## [TEXT SHOWN]
===

Right but listen now, because I hear what you're saying, I hear you, but what you're saying is not what I'm saying, so you're not wrong, but I'm saying this, and this is what I'm saying so you can UNDERSTAND IT........So you and MY listeners can know, know what it is.....so here it is....do you mind if I share THIS...IT.....NOW.....with.....you.....slowly.....in a hushed tone....


----------



## teuchter (Nov 1, 2012)

Eddie Nestor is like those terrible radio plays - or the Archers - on R4... comes on after something you actually wanted to listen to, but you kind of don't notice for the first ten minutes and then suddenly you come round and have to leg it to the off button to kill it before it's too late and your brain's turned to mush.


----------



## Maggot (Nov 1, 2012)

Geoff Lloyd's show on Absolute is pretty good (5pm-8pm).  The music is much more playlist stuff, but him and co-host Annabel are a good team.


----------



## littlebabyjesus (Nov 1, 2012)

God is Eddie Nestor still about? Horrible patronising git. Robert Elms is annoying but also has interesting stuff.

Thing is the Elms/Baker shows are the kind of thing commercial radio doesn't do - exactly what the BBC should be doing. Commercial radio is full of Nestor-style horrors.


----------



## Lord Camomile (Nov 1, 2012)

Paging Resonance...


----------



## ska invita (Nov 1, 2012)

This station is just disappointment after disappointment...GLR was a brilliant station - butchered to be turned into BBC London. Heartbreaking. But listening figures went up  Philistines!!  Then they got rid of Norman Jay...sacrilege. It will just get to its logical conclusion as cabby FM with football followed by Why oh Why phone ins. What a load of shite.

===

## [RECORDED INFORMATION]
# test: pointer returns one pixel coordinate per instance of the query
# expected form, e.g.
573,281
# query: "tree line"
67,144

===

## [SET EXERCISE]
Return the passage from the radio forum thread above between "God is Eddie" and "of Nestor-style horrors.", inclusive, copied word for word.

## [COMPLETE OUTPUT]
God is Eddie Nestor still about? Horrible patronising git. Robert Elms is annoying but also has interesting stuff.

Thing is the Elms/Baker shows are the kind of thing commercial radio doesn't do - exactly what the BBC should be doing. Commercial radio is full of Nestor-style horrors.